> Text passage

========

Note: This bug is displayed in read-only format because the product is no longer active in Red Hat Bugzilla.

Bug 1559143

Summary: RFE - Need a way to upgrade OS during upgrade
Product: OpenShift Container Platform Reporter: Matt Woodson <mwoodson>
Component: Cluster Version OperatorAssignee: Scott Dodson <sdodson>
Status: CLOSED ERRATA QA Contact: Gaoyun Pei <gpei>
Severity: medium Docs Contact:
Priority: unspecified    
Version: 3.7.0CC: aos-bugs, dmoessne, jokerman, mmccomas, nraghava, wmeng
Target Milestone: ---Keywords: OpsBlocker
Target Release: 3.10.0   
Hardware: Unspecified   
OS: Unspecified   
Whiteboard:
Fixed In Version: Doc Type: Enhancement
Doc Text:
You may now define a set of hooks to run arbitrary tasks during the node upgrade process. To implement these hooks set openshift_node_upgrade_pre_hook, openshift_node_upgrade_hook, or openshift_node_upgrade_post_hook to the path of the task file you wish to execute. The openshift_node_upgrade_pre_hook hook is executed after draining the node and before it has been upgraded. The openshift_node_upgrade_hook is executed after the node has been drained and packages updated but before it's marked schedulable again. The openshift_node_upgrade_post_hook hook is executed after the node has been marked schedulable immediately before moving on to other nodes.
Story Points: ---
Clone Of:
: 1572786 (view as bug list) Environment:
Last Closed: 2018-07-30 19:10:48 UTC Type: Bug
Regression: --- Mount Type: ---
Documentation: --- CRM:
Verified Versions: Category: ---
oVirt Team: --- RHEL 7.3 requirements from Atomic Host:
Cloudforms Team: --- Target Upstream Version:
Embargoed:
Bug Depends On:    
Bug Blocks: 1572786, 1572798    

Description Matt Woodson 2018-03-21 19:15:35 UTC
Description of problem:

Since the upgrade does an in-place upgrade, we would really like to be able to upgrade the base os (operating system, RHEL) while the node is drained and not running.  As it current stands, we need to drain a node 2x during an upgrade to get Openshift and then RHEL upgraded.

If we don't have an option, we'd like to have a hook that we can plug in to and run while openshift node is not running and the node is drained.

Comment 2 Gaoyun Pei 2018-05-04 10:18:42 UTC
Verify this bug with openshift-ansible-3.10.0-0.32.0.git.0.bb50d68.el7.noarch.

With node pre-upgrade hook, we could do OS upgrade after node is unschedulable and drained, also with upgrade hook which would run after node is upgraded and before being schedulable again, we could also finished a server reboot.

========

> Recorded information

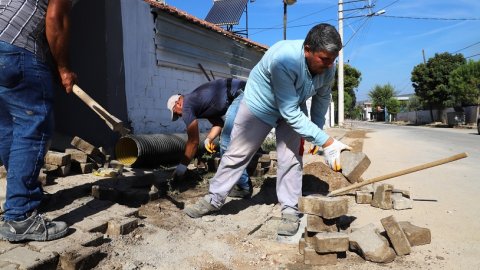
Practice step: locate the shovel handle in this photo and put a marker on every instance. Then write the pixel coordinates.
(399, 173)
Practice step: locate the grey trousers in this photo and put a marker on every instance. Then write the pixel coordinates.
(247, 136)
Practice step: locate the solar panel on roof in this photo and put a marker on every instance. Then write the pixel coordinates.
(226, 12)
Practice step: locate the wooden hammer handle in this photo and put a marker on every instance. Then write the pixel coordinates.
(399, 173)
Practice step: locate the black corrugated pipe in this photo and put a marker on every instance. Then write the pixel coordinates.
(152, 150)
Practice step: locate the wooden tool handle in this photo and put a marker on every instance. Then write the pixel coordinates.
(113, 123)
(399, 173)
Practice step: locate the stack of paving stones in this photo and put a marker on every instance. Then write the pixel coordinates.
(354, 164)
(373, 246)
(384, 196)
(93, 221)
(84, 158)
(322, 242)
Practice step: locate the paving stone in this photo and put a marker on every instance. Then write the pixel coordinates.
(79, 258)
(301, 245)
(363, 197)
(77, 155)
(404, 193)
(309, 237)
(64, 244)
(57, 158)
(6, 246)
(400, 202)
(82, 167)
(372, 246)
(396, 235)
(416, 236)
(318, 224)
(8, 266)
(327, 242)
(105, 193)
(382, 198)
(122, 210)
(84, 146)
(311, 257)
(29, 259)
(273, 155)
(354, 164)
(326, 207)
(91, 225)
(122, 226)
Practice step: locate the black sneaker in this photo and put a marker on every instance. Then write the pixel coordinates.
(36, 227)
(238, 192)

========

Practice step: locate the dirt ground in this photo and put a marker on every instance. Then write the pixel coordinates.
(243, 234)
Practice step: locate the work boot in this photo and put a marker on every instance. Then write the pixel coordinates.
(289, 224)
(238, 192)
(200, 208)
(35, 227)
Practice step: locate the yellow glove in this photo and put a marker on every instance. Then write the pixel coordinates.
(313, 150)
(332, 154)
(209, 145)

========

> What this exercise asks
(A) In the bug report, at what point in the node upgrade process is the openshift_node_upgrade_pre_hook hook executed?
(B) Copy the part of the bug report starting at "Description Matt Woodson" and ending at "node is drained.".
Work only from the bug report; the rows play no part.

> Exercise answers
(A) It runs after the node has been drained and before it has been upgraded.

(B)
Description Matt Woodson 2018-03-21 19:15:35 UTC
Description of problem:

Since the upgrade does an in-place upgrade, we would really like to be able to upgrade the base os (operating system, RHEL) while the node is drained and not running.  As it current stands, we need to drain a node 2x during an upgrade to get Openshift and then RHEL upgraded.

If we don't have an option, we'd like to have a hook that we can plug in to and run while openshift node is not running and the node is drained.